::: The data :::
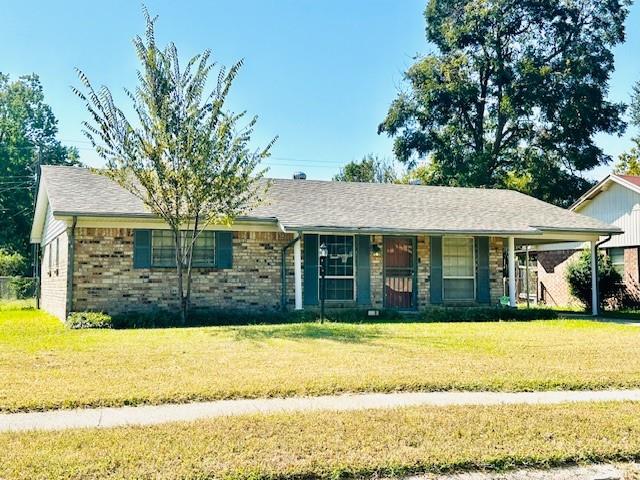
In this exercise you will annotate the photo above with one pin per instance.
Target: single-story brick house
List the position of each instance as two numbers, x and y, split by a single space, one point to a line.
390 246
614 200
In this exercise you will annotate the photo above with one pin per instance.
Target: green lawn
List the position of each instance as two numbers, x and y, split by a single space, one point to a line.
43 365
333 445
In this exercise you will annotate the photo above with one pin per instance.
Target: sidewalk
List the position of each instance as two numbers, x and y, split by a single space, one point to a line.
607 471
154 414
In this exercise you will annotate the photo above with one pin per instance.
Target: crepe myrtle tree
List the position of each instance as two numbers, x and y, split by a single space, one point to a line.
184 155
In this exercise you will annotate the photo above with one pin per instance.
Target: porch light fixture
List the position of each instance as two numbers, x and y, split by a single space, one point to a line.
324 254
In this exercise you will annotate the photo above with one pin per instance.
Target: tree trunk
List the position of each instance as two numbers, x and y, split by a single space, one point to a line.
194 234
179 269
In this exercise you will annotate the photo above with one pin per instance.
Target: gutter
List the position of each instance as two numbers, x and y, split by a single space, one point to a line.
283 272
597 279
71 241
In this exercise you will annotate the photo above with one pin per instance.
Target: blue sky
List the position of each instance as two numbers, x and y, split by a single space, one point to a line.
319 74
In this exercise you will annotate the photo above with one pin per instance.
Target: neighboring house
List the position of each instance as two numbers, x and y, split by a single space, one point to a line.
390 246
614 200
:::
Your task:
Lines from the one with "Target: neighboring house" through the last line above must be printed exactly; no other line is to appear.

Result:
Target: neighboring house
List the position of each instance as two numbers, x and y, split by a single space, one point to a line.
390 246
614 200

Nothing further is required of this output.